#### [Aim of the task]
Pull out every line of the rows below, from the very first line down to the line containing "xmin=0 ymin=2 xmax=140 ymax=105", with both of those lines included, and reproduce them word for word.

>> START Input for this task

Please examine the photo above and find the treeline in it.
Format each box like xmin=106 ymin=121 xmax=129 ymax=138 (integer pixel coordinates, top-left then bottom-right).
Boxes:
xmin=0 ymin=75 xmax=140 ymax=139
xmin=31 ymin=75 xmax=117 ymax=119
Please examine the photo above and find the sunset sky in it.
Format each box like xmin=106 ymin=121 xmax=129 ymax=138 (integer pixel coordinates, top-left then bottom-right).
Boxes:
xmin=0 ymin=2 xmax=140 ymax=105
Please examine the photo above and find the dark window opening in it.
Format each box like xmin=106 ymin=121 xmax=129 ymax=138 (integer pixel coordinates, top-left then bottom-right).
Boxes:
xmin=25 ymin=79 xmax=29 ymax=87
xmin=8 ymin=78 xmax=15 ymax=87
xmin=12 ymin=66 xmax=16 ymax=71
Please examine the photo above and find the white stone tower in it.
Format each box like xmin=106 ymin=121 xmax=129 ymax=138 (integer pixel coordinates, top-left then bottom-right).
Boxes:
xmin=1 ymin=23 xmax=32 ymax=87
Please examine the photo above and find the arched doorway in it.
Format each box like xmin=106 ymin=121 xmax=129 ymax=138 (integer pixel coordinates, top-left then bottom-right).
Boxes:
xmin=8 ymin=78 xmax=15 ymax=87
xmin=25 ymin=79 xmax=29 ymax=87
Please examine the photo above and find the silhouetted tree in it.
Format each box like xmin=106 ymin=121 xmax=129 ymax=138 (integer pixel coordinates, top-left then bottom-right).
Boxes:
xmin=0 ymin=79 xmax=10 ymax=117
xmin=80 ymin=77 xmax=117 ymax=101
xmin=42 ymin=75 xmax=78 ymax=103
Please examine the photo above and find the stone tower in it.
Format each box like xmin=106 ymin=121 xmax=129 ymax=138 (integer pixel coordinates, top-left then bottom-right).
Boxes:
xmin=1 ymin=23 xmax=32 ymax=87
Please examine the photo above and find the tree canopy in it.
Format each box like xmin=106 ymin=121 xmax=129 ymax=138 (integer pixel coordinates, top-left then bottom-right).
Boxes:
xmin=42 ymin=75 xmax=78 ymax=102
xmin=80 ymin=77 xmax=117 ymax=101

>> END Input for this task

#### [Expected answer]
Please examine the photo above and find the treeline in it.
Format each box like xmin=106 ymin=121 xmax=129 ymax=138 (integer pixel coordinates, top-left then bottom-right).
Boxes:
xmin=0 ymin=75 xmax=140 ymax=139
xmin=31 ymin=75 xmax=117 ymax=119
Please examine the photo above and find the sunset sky in it.
Format each box like xmin=106 ymin=121 xmax=129 ymax=138 (integer pixel coordinates, top-left then bottom-right).
Boxes:
xmin=0 ymin=2 xmax=140 ymax=105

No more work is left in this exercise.